Problem details: Reproduce the records below in full and without edits, omitting images.

** BEGIN Data entries **

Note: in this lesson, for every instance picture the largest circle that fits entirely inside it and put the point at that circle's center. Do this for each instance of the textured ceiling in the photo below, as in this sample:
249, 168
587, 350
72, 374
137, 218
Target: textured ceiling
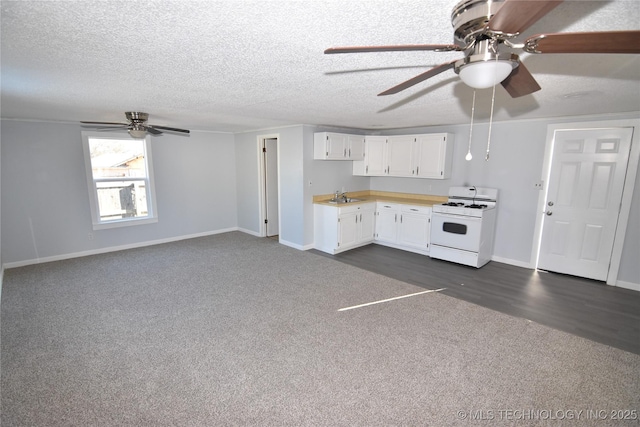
246, 65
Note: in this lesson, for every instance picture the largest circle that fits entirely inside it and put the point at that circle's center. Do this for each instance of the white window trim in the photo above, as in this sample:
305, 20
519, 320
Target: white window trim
93, 199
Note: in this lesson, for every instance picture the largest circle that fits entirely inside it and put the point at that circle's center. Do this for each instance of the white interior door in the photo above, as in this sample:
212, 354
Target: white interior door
271, 185
584, 194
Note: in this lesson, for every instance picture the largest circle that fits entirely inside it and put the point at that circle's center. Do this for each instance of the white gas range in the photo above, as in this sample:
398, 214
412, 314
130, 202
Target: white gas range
462, 229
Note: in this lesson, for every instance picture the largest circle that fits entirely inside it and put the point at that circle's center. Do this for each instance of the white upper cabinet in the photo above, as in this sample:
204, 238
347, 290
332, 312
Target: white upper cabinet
337, 146
356, 147
432, 155
375, 157
400, 155
415, 156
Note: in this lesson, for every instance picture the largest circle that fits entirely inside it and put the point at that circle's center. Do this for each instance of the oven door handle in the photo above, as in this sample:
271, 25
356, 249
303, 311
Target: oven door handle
455, 217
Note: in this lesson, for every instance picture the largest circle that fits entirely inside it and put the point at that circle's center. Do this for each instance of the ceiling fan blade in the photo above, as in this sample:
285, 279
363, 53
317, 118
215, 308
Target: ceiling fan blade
419, 78
106, 123
515, 16
152, 131
395, 48
520, 82
168, 128
593, 42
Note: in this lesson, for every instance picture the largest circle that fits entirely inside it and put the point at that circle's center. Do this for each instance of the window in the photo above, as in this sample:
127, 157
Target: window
120, 179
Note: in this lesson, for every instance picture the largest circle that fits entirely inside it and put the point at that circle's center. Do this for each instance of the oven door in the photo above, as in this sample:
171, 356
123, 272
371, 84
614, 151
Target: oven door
456, 231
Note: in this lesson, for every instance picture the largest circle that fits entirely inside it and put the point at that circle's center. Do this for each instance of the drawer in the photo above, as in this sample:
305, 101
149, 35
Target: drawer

** END Data entries **

Exercise response:
Note: in this lesson, for every instance picture the largest circle that fits entirely inside it and put the point at that circle's center. Do this for each instance of the textured ceiling in the photo below, as in this sample:
249, 168
587, 350
72, 374
137, 218
Target: textured ceiling
246, 65
Note: in this lesson, for every instance picture the largest circle that fits entirely inside it and put the point at that circle's center. Do this for each instance of the white window trim in the photo above, as in this sample:
305, 20
519, 320
Target: white window trim
93, 199
Note: in this lesson, for every instance picture the largest circle that fits entirely inside it and put the point at that circle's center. Do this for each instance of the white interior door in the photo above, as in this sample:
212, 354
Target: white interior door
271, 185
584, 194
Note: in this lesson, for every instance picture the largest circle that fits entirely inside it and put the point at that circle's center. Do this for each instance of the white gas range in the photo above, as in this sample:
398, 214
412, 314
130, 202
Target: white gas range
462, 229
Note: in this lesson, for every instance picture the largest circle that fits entirely inside it and put the point at that circle's center. Do this for each instance of the white upper cabinet in the photo above, as in this sample:
204, 238
347, 290
332, 312
Target: white upper cabinet
337, 146
356, 147
432, 155
375, 157
400, 155
415, 156
Note: in this lesson, for every instance picture the largest circle that fits entirely inside it and put the point at that circle's center. Do this for each instance of the oven door handle in the photo above, as in this sample:
271, 25
356, 249
303, 311
Target: oven door handle
455, 217
Note: in this lesson, for every instance picture the largest circle that fits entirely inside it and put the point at that circle's center. Do this for each instance of the ceiling fan blade in the photo above, as in this sample:
285, 279
363, 53
317, 118
215, 308
Target: ceiling fan blade
419, 78
106, 123
515, 16
152, 131
395, 48
520, 82
168, 128
593, 42
Note: in this lesson, for every instance picture the largest circle that fits entirely inside it and put the point at that circle's center. Do this for each instance of the window in the photo above, as in this sample:
127, 157
Target: window
120, 179
Note: in this lesson, for every instance picture the largest circle that fits entirely inside it and put the point at that circle's center. Do this for each instance of the oven door in the photo above, as in this sample:
171, 356
123, 272
371, 84
614, 151
Target: oven door
456, 231
Note: in this lesson, for every instance picture the largest circle that fits entirely inside it and put the point at that circle's center. Do this for each instance of the drawer in the photo above, as in this sample:
305, 101
149, 35
Target: drawer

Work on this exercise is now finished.